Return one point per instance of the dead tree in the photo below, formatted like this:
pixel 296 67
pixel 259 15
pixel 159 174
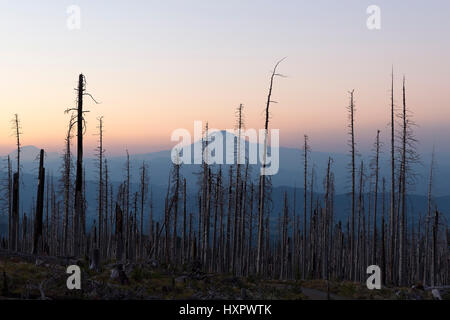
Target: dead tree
pixel 143 198
pixel 376 168
pixel 100 154
pixel 262 183
pixel 306 150
pixel 351 109
pixel 37 237
pixel 79 203
pixel 392 202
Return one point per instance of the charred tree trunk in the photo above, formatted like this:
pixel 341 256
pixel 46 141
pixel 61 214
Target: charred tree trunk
pixel 37 237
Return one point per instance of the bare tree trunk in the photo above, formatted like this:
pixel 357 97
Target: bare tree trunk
pixel 392 204
pixel 374 240
pixel 351 109
pixel 262 175
pixel 37 238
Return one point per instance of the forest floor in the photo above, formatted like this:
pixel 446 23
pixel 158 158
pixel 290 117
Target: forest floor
pixel 27 277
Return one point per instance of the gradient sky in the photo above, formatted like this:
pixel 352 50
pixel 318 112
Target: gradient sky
pixel 159 65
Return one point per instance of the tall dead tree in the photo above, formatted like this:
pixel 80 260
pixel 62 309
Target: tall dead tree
pixel 376 169
pixel 37 237
pixel 79 203
pixel 143 198
pixel 351 109
pixel 262 183
pixel 100 154
pixel 306 150
pixel 392 202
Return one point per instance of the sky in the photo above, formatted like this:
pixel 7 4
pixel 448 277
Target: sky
pixel 157 66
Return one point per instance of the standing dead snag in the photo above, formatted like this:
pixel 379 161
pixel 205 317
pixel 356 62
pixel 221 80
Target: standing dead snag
pixel 262 178
pixel 392 204
pixel 100 185
pixel 79 204
pixel 306 149
pixel 37 238
pixel 15 213
pixel 351 109
pixel 376 164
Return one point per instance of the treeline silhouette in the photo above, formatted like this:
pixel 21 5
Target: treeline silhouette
pixel 234 229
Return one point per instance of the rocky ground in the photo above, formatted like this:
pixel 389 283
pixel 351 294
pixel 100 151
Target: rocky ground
pixel 28 277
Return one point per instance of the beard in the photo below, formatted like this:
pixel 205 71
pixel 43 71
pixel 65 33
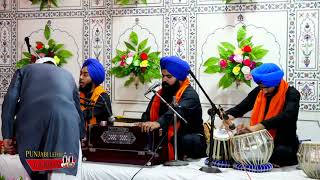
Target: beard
pixel 168 91
pixel 87 88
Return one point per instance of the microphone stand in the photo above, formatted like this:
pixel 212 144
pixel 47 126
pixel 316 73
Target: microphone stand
pixel 212 114
pixel 174 162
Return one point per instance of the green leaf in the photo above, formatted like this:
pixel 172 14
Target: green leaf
pixel 134 38
pixel 258 64
pixel 154 55
pixel 54 2
pixel 248 82
pixel 241 34
pixel 51 43
pixel 228 46
pixel 129 81
pixel 226 81
pixel 147 50
pixel 224 54
pixel 212 69
pixel 64 54
pixel 47 32
pixel 129 46
pixel 259 53
pixel 246 42
pixel 22 62
pixel 26 54
pixel 57 47
pixel 211 61
pixel 142 45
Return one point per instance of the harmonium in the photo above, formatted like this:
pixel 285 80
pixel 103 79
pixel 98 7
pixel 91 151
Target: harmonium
pixel 125 143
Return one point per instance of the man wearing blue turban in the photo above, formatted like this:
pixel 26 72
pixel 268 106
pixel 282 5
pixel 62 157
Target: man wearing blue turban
pixel 275 107
pixel 95 101
pixel 191 142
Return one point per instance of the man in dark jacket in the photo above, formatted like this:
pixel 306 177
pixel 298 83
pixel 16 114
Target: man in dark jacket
pixel 191 142
pixel 45 100
pixel 275 107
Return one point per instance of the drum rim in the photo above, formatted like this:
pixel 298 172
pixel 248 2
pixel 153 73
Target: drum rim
pixel 246 134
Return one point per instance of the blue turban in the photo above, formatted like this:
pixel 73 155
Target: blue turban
pixel 96 70
pixel 175 66
pixel 268 74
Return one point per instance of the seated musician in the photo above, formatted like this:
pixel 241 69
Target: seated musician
pixel 191 142
pixel 275 107
pixel 95 102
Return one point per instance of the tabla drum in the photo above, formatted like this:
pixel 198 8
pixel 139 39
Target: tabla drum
pixel 221 145
pixel 309 159
pixel 252 148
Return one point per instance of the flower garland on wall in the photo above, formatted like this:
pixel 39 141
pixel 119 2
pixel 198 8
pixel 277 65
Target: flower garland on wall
pixel 51 49
pixel 236 62
pixel 136 62
pixel 45 3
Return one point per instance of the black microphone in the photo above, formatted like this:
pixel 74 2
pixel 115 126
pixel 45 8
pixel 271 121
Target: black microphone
pixel 111 118
pixel 224 116
pixel 151 88
pixel 26 39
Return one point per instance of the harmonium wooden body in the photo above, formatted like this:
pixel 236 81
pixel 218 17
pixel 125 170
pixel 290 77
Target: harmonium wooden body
pixel 123 142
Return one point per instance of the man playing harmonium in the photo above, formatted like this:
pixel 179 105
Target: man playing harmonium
pixel 275 107
pixel 191 142
pixel 95 102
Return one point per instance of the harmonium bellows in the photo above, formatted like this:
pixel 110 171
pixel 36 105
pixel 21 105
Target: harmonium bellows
pixel 123 142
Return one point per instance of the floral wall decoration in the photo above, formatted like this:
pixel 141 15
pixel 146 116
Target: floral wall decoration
pixel 236 62
pixel 50 49
pixel 137 62
pixel 45 3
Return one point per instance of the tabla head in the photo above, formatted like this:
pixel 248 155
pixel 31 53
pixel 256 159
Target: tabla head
pixel 309 159
pixel 252 148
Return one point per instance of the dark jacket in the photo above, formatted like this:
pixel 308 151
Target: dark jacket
pixel 285 123
pixel 45 100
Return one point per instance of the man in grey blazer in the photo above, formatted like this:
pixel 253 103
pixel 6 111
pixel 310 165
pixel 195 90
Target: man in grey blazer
pixel 42 110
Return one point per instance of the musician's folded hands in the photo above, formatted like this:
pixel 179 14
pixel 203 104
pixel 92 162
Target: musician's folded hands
pixel 149 126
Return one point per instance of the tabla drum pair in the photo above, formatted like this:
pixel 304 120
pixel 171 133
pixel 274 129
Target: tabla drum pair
pixel 252 151
pixel 309 159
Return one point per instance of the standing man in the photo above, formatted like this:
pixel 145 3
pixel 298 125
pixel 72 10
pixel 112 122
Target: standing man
pixel 95 101
pixel 275 107
pixel 191 141
pixel 45 100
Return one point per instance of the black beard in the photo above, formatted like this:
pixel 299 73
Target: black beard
pixel 168 91
pixel 87 88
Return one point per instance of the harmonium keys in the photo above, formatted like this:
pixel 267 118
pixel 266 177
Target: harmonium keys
pixel 124 143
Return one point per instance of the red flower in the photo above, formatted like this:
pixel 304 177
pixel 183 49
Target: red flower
pixel 143 69
pixel 123 57
pixel 143 56
pixel 246 62
pixel 223 63
pixel 247 49
pixel 33 58
pixel 50 54
pixel 39 45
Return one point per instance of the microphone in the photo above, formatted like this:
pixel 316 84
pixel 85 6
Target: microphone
pixel 151 88
pixel 224 116
pixel 111 118
pixel 26 39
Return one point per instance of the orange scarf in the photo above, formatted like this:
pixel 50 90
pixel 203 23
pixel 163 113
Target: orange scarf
pixel 275 107
pixel 154 114
pixel 95 95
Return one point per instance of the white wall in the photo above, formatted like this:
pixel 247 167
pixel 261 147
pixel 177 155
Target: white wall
pixel 95 28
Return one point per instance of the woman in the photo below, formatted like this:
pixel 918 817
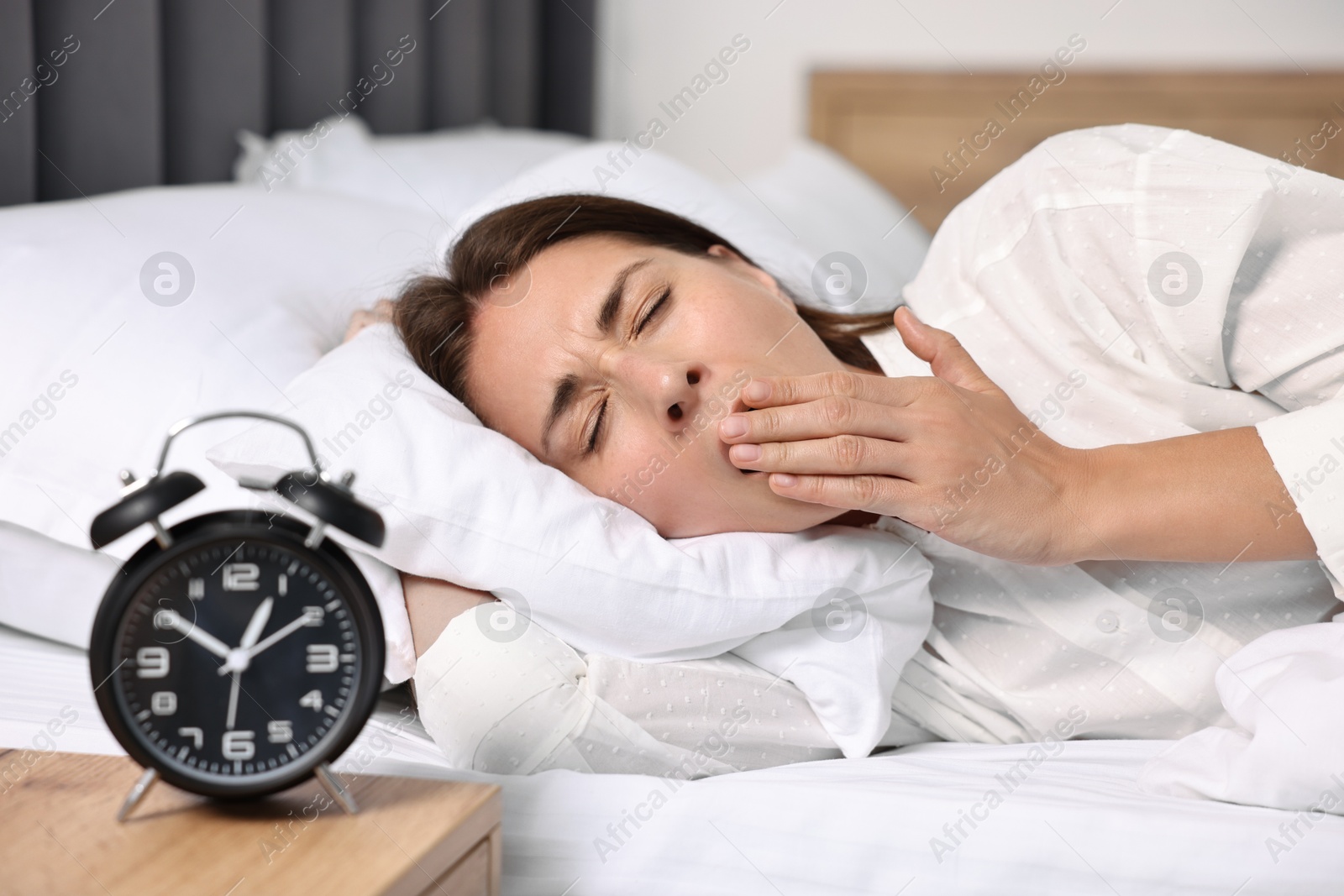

——

• SET EXERCISE
Put every line of the items above into a JSON list of strings, one string per line and no blank lines, running from the start of the items through the line holding "pixel 157 66", inclusive. Leave the pictures out of the answer.

• OUTPUT BELOW
[
  "Return one point per instance of the dead tree in the photo below, formatted like this:",
  "pixel 296 67",
  "pixel 259 15",
  "pixel 159 174",
  "Target: dead tree",
  "pixel 143 198",
  "pixel 376 168",
  "pixel 100 154",
  "pixel 262 183",
  "pixel 306 150",
  "pixel 351 109",
  "pixel 37 237",
  "pixel 79 203",
  "pixel 392 202",
  "Return one point per instance of the charred tree trunk in the photo above, formatted like this:",
  "pixel 341 256",
  "pixel 46 141",
  "pixel 61 214",
  "Target: charred tree trunk",
  "pixel 37 237",
  "Return one point per instance of the bare tree trunk in the photo above, formatted like this:",
  "pixel 357 97",
  "Target: bare tree trunk",
  "pixel 392 204",
  "pixel 374 240",
  "pixel 351 109",
  "pixel 262 175",
  "pixel 37 238",
  "Return one point per instance of the forest floor in the photo above, formatted like this:",
  "pixel 446 23",
  "pixel 158 158",
  "pixel 290 117",
  "Target: forest floor",
  "pixel 27 277",
  "Return one point per instance of the gradient sky in the photo above, formatted like this:",
  "pixel 352 50",
  "pixel 318 112",
  "Target: gradient sky",
  "pixel 159 65",
  "Return one point per instance of the tall dead tree in the photo above, formatted like this:",
  "pixel 80 260",
  "pixel 62 309",
  "Target: tall dead tree",
  "pixel 376 169",
  "pixel 37 237",
  "pixel 79 203",
  "pixel 143 198",
  "pixel 351 109",
  "pixel 262 183",
  "pixel 100 154",
  "pixel 306 150",
  "pixel 392 202",
  "Return one point per instance of the sky in the photo above, formatted like this:",
  "pixel 7 4",
  "pixel 448 277",
  "Target: sky",
  "pixel 157 66"
]